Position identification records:
────────────────────

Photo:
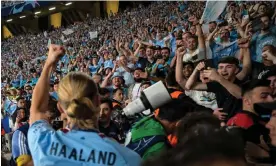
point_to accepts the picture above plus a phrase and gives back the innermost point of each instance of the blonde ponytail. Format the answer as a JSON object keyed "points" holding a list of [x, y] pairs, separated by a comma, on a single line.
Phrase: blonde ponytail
{"points": [[76, 93], [83, 113]]}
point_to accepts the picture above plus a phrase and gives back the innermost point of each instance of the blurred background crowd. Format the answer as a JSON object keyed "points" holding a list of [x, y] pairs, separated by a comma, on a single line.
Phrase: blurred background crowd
{"points": [[223, 68]]}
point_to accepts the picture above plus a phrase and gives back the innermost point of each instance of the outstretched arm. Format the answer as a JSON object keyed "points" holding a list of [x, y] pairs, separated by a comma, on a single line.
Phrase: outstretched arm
{"points": [[41, 91]]}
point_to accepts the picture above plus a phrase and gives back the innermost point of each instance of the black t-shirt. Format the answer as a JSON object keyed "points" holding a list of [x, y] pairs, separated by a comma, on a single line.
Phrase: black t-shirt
{"points": [[226, 100], [186, 98], [110, 131], [145, 64], [258, 69]]}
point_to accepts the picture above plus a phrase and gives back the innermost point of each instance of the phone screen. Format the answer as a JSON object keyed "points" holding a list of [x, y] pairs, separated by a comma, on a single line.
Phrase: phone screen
{"points": [[58, 124], [256, 24]]}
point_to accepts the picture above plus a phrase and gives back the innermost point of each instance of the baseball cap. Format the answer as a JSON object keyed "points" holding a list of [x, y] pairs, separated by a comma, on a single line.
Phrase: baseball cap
{"points": [[117, 74], [265, 109], [139, 68]]}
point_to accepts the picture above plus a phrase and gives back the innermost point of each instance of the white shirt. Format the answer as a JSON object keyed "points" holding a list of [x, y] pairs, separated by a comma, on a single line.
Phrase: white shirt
{"points": [[206, 99], [136, 91], [128, 77], [189, 56]]}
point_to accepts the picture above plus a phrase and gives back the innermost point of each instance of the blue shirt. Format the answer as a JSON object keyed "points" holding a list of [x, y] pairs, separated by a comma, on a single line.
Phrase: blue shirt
{"points": [[258, 42], [50, 147], [160, 43], [220, 52], [34, 81], [54, 95], [19, 144], [94, 69]]}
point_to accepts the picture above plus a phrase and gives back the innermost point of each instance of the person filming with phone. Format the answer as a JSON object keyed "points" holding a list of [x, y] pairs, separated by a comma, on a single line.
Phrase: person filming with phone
{"points": [[83, 144]]}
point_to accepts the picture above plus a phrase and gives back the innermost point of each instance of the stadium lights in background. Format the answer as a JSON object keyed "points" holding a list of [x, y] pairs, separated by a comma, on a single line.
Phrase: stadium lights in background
{"points": [[69, 3], [52, 8], [38, 12]]}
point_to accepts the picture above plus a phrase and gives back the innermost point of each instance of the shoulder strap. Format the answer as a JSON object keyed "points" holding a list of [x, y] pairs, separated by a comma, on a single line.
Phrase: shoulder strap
{"points": [[176, 94], [145, 143], [24, 129]]}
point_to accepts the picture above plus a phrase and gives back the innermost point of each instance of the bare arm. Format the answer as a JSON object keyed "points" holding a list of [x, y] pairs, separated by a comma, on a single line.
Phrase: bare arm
{"points": [[137, 50], [179, 67], [193, 78], [173, 62], [105, 81], [232, 88], [201, 41], [41, 91], [246, 69], [211, 35]]}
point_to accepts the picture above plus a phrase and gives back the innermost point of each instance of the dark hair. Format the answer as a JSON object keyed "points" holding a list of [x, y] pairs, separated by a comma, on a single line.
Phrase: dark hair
{"points": [[20, 98], [56, 82], [166, 48], [213, 22], [170, 79], [230, 60], [188, 63], [115, 90], [108, 101], [269, 73], [145, 83], [203, 149], [103, 91], [194, 37], [252, 84], [175, 110], [52, 108], [14, 115], [150, 47], [196, 121]]}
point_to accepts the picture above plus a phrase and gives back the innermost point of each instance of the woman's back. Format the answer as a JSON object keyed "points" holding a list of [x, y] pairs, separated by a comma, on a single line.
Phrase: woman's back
{"points": [[50, 147]]}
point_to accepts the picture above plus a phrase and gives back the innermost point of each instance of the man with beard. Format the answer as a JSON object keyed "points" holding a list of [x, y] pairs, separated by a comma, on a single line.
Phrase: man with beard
{"points": [[106, 125], [195, 44], [255, 91], [267, 36], [146, 63], [223, 46], [134, 89], [225, 81], [212, 26], [271, 76], [267, 64], [124, 68]]}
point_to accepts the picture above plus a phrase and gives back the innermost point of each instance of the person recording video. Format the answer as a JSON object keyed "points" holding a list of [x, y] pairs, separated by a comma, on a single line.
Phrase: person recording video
{"points": [[83, 144]]}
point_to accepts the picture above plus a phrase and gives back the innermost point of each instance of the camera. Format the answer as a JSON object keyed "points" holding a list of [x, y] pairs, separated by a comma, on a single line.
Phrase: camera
{"points": [[151, 98]]}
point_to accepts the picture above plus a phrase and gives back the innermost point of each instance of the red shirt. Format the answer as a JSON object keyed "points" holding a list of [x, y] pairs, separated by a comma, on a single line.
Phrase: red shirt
{"points": [[243, 119]]}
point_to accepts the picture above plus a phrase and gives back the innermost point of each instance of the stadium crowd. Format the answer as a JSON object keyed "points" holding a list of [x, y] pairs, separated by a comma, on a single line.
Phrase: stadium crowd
{"points": [[10, 3], [63, 93]]}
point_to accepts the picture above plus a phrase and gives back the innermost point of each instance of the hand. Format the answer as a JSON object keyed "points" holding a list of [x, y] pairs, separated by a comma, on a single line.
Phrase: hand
{"points": [[144, 75], [193, 19], [220, 115], [55, 53], [18, 119], [263, 144], [248, 30], [269, 56], [243, 43], [180, 52], [200, 66], [212, 74], [255, 151]]}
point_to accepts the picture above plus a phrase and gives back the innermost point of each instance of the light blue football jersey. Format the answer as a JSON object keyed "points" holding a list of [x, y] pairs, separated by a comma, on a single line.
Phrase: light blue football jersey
{"points": [[83, 148]]}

────────────────────

PROBLEM:
Reproduce every line of the material above verbatim, without including any of the pictures.

RESULT OF THE EXERCISE:
Photo:
point_to accepts the picture above plus a phrase and gives back the innermost point of each instance of the blonde ponytail. Format the answer as a JSON object keyed "points" holding a list of [x, y] pairs, separated by a comma, on a single line.
Phrase: blonde ponytail
{"points": [[76, 93], [83, 113]]}
point_to accepts the picture above plus a phrase and gives back the innermost point of each instance of the blurred background crowd. Format the answer as a JSON object keyed "points" holding a list of [x, y] pairs, separated by a comma, on a single line.
Phrase: blurred background crowd
{"points": [[223, 68]]}
point_to accepts the picture above plus a phrase and gives back the innermost point of each instance of the outstretched arm. Format the answer as a JSON object keyed "points" holding a list of [x, y] pairs, separated by a comma, on a single line.
Phrase: outstretched arm
{"points": [[41, 91]]}
point_to accepts the picture above plus a phrase and gives back the innermost point of each instance of the black t-shirt. Format the answer as a JSON object keyed "points" holding a list of [x, y] pairs, separated by a comma, on a single line.
Phrase: black t-shirt
{"points": [[226, 100], [186, 98], [110, 131], [145, 64], [258, 69]]}
point_to accepts the picture above plus a phrase and gives back the innermost point of each instance of the phone screen. Format the answer as a JSON object keyed "points" holding a list of [x, y] pairs, separated by a comma, on a single line.
Phrase: phone screen
{"points": [[58, 124], [256, 24]]}
point_to accepts the picture above plus a phrase and gives back the innermost point of each instance of the baseball cap. Format the answer as a JSON object keyed "points" holding a list of [x, y] pairs, separated by a comma, on a single line.
Phrase: baseball cap
{"points": [[117, 74], [265, 109], [139, 68]]}
point_to accepts the picture above plus a phrase and gives back the innermost point of each instance of the white shirt. Format the answer as a JSON object keyed "points" holding a list of [x, y] pairs, separated by a comma, on a single line.
Phrase: white shirt
{"points": [[206, 99], [136, 91], [128, 77], [189, 56]]}
point_to accepts the picture above plus a phrase and gives back the innermost point of each instance of the blue shirt. Format the answer as a JSON object keyed "points" holding a list of [x, y] pairs, separated by a comma, on a single line.
Phrase: blue shirt
{"points": [[258, 42], [50, 147], [160, 43], [220, 52], [34, 81], [54, 95], [19, 144], [94, 69]]}
point_to accepts the picture above plus a phrase and gives back the innermost point of each instance of the person filming with phone. Format the answer as a JSON object keyed "points" holding a list of [x, y] pairs, separated by a comma, on a single line.
Phrase: person filming with phone
{"points": [[83, 144]]}
point_to accepts the picture above plus a phrase and gives back the innermost point of each instance of the stadium lights in background. Format the answer as a JSON object keyed "points" holding a list of [x, y] pairs, separated by a comma, on a single line.
Phrase: stadium lights in background
{"points": [[69, 3], [52, 8], [38, 12]]}
point_to accepts the picture above plus a phrase and gives back the innermost point of each instance of the shoulder strap. Format the answer as a JSON object keyed "points" holding a list of [x, y] pairs, separated by a comma, on a single line.
Phrase: shoulder strap
{"points": [[176, 94], [145, 143], [24, 129]]}
point_to accepts the picture above plus a phrase and gives back the innermost point of each instance of the bare arm. Format the answer as a JSON object keyed "points" holding a list of [x, y] pairs, separated by a comma, on a single line.
Phrase: bare arm
{"points": [[137, 50], [179, 67], [193, 78], [173, 62], [105, 81], [232, 88], [201, 41], [41, 91], [246, 69], [211, 35]]}
point_to accepts the picture above plus a phrase and gives back the innermost point of each instance of the dark hair. Format the answer as a JSON object keyed "points" holding a list of [x, y] pairs, separated by a comma, on a single line.
Phrase: dark hair
{"points": [[20, 98], [56, 82], [166, 48], [213, 22], [170, 79], [230, 60], [188, 63], [115, 90], [108, 101], [269, 73], [145, 83], [203, 149], [103, 91], [194, 37], [252, 84], [175, 110], [52, 108], [14, 115], [150, 47], [196, 121]]}
point_to accepts the picture above plus a phrase and gives back the innermost point of each instance of the woman's back. Format the answer as a JSON object keyed "points" holding a list of [x, y] pairs, separated by a comma, on a single line.
Phrase: woman's back
{"points": [[50, 147]]}
point_to accepts the picture above plus a phrase and gives back the innermost point of each instance of the man with beard. Format the answer as a JSON object keyed "points" holding a list of [x, y] pairs, separated by a comma, on a single line.
Phrase: man with beard
{"points": [[106, 125], [195, 44], [255, 91], [267, 36], [146, 63], [223, 46], [134, 89], [225, 81], [212, 26], [271, 76], [267, 64], [124, 68]]}
point_to accepts the picture above plus a phrase and gives back the innermost point of each instance of the person recording video. Format the answer as a JSON object keyed "points" holding a list of [x, y] pairs, separated by a comma, on a single line.
Phrase: person recording video
{"points": [[83, 144]]}
point_to accepts the picture above plus a phrase and gives back the innermost point of each instance of the camera. Format the answer as a JSON object keyed "points" holding a list of [x, y] pairs, separated by a comma, on a single line.
Phrase: camera
{"points": [[151, 98]]}
point_to accepts the picture above plus a phrase and gives back the innermost point of each instance of the red shirt. Format the answer as a JSON object keyed "points" holding a list of [x, y] pairs, separated by a comma, on a single line.
Phrase: red shirt
{"points": [[243, 119]]}
point_to accepts the picture above plus a phrase and gives back the innermost point of each instance of the stadium crowd. Format the answer as a JSON object keyed "points" holding a list of [x, y] pairs, separated by a comma, on a single line.
Phrase: stadium crowd
{"points": [[10, 3], [63, 93]]}
point_to accepts the picture above plus a phrase and gives back the innermost point of each instance of the hand. Format the answer as a JSON object keyed "points" holding a list of [x, y] pairs, separated by a comma, on a single line.
Phrase: hand
{"points": [[144, 75], [193, 19], [220, 115], [55, 53], [18, 119], [263, 144], [248, 30], [269, 56], [243, 43], [180, 52], [200, 66], [212, 74], [255, 151]]}
point_to accepts the picture above plus a phrase and gives back the innermost point of each instance of the light blue football jersey. Format the answer as a JSON object keyed "points" holding a list of [x, y] pairs, separated by a comma, on a single line.
Phrase: light blue football jersey
{"points": [[83, 148]]}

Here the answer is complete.